What is asked:
Gather every line in the entries below that contains the string "Respond" and copy each one out in full. Case counts when matching.

Supplied records:
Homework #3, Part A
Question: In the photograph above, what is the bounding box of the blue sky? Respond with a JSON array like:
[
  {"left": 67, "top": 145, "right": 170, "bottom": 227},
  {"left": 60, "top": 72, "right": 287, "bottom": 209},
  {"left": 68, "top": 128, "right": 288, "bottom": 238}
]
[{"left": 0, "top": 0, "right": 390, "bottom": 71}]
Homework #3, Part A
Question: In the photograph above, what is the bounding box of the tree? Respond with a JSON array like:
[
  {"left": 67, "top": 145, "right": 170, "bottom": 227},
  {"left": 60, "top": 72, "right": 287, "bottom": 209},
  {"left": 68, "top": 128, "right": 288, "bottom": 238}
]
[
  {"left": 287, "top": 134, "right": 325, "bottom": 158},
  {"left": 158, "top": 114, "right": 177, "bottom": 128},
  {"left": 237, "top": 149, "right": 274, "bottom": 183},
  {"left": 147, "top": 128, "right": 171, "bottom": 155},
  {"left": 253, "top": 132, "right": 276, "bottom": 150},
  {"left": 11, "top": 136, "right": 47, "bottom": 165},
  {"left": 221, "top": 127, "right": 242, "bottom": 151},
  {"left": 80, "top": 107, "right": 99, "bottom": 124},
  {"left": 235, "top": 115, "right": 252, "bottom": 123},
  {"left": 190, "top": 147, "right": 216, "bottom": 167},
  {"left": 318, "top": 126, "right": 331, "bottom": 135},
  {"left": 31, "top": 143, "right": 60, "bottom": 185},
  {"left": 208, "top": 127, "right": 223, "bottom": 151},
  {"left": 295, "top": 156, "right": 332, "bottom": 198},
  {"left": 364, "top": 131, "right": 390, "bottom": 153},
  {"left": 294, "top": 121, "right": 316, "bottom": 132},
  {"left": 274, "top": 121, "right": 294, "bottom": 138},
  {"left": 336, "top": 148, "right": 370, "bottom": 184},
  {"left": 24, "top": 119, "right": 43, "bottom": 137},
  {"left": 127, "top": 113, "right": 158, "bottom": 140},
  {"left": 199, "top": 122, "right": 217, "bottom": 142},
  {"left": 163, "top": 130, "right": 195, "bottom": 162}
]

Task solution:
Question: In the photograph above, what is the bounding box of the blue sky? Respond with a JSON array like:
Question: In the photograph above, what is the bounding box of the tree? Respond with a JSON array like:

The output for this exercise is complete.